-------- Records for the task --------

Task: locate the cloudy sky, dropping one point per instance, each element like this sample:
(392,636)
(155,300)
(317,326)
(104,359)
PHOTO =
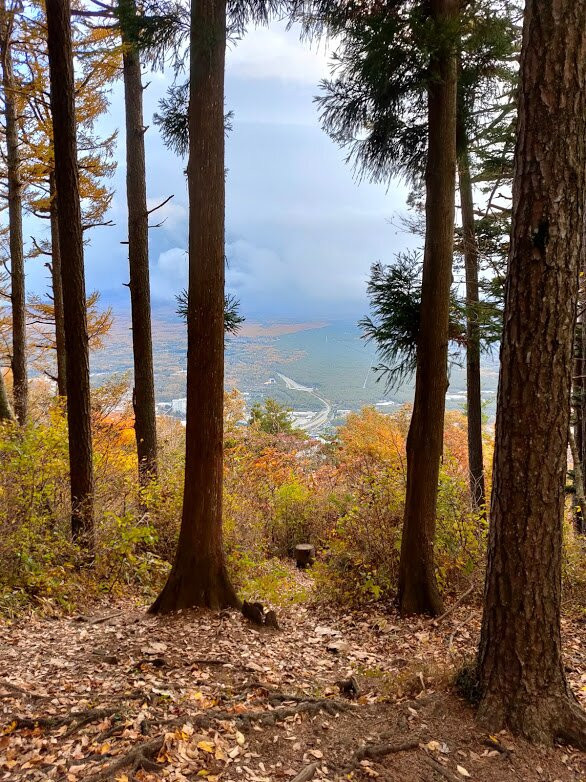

--------

» Written exercise:
Give the whole listing above as a JSON list of strings, one string per line, with blank lines skipped and the picture left out.

» Expected answer:
[
  "Task: locate the cloudy sky, dropping one point per instance, each element like this sample:",
  "(392,636)",
  "(155,300)",
  "(317,326)",
  "(104,359)",
  "PHOTO ="
]